Find the line that contains "woman's ear, which" in the entries below. Output it and each later line exactly, and nothing else.

Input:
* Start *
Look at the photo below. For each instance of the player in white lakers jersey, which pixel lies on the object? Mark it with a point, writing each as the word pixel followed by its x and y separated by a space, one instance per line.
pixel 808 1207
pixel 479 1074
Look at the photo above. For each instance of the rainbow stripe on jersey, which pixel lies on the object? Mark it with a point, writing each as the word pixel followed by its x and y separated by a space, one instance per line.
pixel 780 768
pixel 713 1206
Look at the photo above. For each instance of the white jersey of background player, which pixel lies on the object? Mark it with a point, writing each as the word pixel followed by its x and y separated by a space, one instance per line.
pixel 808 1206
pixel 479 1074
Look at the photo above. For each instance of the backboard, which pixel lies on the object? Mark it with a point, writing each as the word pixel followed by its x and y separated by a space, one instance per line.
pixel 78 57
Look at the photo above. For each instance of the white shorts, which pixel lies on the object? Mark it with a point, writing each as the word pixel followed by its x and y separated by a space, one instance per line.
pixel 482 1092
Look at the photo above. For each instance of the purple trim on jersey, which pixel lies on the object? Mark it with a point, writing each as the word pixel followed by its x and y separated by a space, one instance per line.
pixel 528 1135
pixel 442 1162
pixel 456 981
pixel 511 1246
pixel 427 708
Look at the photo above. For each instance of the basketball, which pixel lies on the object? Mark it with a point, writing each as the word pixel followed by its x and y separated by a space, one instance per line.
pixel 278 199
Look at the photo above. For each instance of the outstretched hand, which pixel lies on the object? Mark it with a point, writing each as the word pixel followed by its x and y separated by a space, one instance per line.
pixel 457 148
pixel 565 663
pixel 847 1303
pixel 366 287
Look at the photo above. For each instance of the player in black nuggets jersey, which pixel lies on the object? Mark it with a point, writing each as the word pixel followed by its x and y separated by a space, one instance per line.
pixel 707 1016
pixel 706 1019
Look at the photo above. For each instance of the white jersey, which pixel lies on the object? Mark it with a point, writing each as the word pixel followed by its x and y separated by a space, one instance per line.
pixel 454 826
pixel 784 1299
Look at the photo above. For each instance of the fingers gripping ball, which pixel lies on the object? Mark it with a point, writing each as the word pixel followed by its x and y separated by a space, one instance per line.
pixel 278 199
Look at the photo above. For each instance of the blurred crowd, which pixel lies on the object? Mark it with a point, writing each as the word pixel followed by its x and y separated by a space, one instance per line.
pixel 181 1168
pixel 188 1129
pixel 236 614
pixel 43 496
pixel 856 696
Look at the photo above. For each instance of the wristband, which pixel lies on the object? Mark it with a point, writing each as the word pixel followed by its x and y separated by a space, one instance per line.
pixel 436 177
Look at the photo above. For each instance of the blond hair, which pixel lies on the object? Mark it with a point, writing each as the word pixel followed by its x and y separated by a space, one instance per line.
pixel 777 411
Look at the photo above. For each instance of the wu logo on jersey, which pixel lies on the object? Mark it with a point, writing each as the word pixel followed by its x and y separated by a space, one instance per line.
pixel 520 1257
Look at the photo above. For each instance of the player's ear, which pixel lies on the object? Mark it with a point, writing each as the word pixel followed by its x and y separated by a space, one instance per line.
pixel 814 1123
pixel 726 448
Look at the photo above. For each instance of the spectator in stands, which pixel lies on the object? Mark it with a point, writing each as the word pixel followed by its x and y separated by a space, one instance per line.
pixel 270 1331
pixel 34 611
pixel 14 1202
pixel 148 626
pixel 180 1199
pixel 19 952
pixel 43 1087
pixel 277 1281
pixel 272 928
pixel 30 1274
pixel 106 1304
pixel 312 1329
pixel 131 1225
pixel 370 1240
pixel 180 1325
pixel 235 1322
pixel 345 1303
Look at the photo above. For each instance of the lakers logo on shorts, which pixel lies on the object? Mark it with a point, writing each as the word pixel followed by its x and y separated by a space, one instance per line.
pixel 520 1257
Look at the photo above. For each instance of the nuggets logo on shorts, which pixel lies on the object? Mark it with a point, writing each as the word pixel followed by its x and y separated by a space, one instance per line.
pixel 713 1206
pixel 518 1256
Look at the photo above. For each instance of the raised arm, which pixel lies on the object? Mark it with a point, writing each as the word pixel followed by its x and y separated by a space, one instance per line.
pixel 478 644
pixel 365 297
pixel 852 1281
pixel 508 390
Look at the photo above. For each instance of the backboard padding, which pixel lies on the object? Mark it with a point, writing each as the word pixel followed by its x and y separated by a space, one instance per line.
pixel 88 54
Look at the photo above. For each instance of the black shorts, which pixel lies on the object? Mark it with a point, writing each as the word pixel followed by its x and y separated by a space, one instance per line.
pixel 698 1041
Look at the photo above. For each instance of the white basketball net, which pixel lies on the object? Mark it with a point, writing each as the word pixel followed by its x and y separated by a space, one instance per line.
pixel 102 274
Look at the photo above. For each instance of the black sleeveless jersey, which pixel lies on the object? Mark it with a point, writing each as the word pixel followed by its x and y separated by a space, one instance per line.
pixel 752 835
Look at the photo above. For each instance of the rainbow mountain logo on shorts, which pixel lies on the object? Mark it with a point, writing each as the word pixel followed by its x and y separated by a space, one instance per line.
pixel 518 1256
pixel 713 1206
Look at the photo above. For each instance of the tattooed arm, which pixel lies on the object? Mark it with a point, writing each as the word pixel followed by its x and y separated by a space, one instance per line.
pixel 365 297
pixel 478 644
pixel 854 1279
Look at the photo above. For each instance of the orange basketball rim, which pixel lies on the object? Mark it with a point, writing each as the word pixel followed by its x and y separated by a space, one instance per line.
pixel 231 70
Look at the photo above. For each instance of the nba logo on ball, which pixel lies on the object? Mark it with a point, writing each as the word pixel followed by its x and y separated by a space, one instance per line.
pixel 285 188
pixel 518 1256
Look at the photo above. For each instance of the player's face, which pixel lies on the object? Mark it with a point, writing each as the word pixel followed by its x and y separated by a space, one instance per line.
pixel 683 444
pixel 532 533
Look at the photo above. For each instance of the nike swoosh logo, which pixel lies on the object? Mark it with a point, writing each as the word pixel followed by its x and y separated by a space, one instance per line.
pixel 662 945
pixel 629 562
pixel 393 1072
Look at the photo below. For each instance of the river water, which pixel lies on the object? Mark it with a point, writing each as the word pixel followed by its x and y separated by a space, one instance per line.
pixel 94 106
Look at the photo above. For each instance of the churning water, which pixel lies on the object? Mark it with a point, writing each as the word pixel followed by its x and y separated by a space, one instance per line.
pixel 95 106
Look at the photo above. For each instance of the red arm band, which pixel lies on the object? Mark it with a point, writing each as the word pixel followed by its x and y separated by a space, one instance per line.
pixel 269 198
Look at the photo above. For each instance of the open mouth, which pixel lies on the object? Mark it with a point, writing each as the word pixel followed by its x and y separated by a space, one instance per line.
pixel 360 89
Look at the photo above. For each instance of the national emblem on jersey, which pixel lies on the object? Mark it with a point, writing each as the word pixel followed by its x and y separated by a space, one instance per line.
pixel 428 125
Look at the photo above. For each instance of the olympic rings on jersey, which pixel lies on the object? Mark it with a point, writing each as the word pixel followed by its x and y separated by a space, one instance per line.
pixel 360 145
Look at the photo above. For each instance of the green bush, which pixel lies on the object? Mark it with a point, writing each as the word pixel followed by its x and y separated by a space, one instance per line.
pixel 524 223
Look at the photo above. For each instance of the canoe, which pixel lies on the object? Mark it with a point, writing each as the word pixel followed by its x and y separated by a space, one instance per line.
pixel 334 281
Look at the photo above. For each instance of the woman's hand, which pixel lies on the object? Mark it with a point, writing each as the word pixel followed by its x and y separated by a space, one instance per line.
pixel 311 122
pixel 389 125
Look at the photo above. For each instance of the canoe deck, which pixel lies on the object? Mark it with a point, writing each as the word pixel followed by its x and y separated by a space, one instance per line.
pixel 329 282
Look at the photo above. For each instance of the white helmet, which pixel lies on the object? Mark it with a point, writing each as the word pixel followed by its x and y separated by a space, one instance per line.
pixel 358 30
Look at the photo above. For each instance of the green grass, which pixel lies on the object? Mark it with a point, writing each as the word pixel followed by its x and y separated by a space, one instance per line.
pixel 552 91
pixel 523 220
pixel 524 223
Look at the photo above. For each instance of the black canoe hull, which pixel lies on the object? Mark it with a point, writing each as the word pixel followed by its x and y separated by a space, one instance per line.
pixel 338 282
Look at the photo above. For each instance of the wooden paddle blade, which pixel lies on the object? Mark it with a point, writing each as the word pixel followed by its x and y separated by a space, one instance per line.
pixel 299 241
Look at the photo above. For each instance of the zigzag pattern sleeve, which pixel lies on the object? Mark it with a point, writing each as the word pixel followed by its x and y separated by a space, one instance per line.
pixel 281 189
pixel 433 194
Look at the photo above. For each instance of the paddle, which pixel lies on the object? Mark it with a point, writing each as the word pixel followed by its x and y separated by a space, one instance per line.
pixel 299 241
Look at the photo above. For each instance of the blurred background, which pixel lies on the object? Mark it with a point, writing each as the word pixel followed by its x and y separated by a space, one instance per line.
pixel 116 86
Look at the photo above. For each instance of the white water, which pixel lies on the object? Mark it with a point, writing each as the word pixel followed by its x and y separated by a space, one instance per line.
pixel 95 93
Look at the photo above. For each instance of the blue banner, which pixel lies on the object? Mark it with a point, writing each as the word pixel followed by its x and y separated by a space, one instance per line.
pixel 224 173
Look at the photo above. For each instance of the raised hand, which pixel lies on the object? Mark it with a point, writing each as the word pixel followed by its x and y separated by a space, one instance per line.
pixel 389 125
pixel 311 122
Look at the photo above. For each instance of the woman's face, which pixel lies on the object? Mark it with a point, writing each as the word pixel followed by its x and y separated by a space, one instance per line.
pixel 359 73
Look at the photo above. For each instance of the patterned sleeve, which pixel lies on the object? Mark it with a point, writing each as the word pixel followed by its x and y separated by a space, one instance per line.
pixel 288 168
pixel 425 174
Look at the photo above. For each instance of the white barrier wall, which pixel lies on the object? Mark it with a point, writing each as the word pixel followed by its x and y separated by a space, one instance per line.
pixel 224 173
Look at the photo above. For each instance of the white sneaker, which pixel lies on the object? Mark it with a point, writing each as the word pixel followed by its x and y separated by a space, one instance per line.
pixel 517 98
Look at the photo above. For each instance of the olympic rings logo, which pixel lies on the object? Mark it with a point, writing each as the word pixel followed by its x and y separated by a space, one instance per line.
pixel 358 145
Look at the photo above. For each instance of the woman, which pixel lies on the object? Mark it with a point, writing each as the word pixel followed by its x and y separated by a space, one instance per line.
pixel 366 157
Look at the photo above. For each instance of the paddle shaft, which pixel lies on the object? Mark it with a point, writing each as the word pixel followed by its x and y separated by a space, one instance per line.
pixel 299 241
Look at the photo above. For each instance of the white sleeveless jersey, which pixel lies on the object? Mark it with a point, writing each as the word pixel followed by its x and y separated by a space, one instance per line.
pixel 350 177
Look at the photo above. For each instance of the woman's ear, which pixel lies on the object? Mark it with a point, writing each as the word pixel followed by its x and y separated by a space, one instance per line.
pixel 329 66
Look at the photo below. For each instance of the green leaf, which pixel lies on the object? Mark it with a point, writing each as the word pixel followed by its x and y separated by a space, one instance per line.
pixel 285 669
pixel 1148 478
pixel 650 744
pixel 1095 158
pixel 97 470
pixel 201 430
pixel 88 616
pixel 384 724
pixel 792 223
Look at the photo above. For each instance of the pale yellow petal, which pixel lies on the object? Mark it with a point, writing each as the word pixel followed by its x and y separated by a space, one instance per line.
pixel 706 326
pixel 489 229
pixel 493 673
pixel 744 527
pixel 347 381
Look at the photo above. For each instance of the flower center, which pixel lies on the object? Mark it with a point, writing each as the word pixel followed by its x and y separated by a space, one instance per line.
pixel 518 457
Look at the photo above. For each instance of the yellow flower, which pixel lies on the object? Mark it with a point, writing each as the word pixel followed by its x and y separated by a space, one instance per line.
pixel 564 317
* End *
Expected output:
Look at the photo above. For each instance of the woman's ear, which pixel lies on the object? Mark it with a point, writing each as the word pixel followed by its x and y separated by a space, one instance per line.
pixel 329 66
Look at the photo below. For each instance of the green leaf, which pixel lies on the object? Mark it with a point, writing each as the word pixel followed by its x and y separated by a space, one instance per line.
pixel 285 669
pixel 1148 478
pixel 650 744
pixel 1095 158
pixel 97 470
pixel 201 430
pixel 88 616
pixel 384 724
pixel 792 223
Look at the photo above. For each instance of the pale yellow petal, which pixel lies on the object? Mark it with a point, writing each as the word pixel followed by its x and y separated by a space, one instance per line.
pixel 706 326
pixel 489 229
pixel 493 673
pixel 744 527
pixel 347 381
Look at the photo above. For each instance of the flower center, which pixel lies on the object? Mark it with a point, writing each as the word pixel followed by its x and y separated by a space, one instance per line.
pixel 518 457
Look at the photo above. For each instance of the yellow flower, which pixel lies on the object? Mark it with a point, writing each as the word pixel followed by its x and y separated by a space, one instance per line.
pixel 564 317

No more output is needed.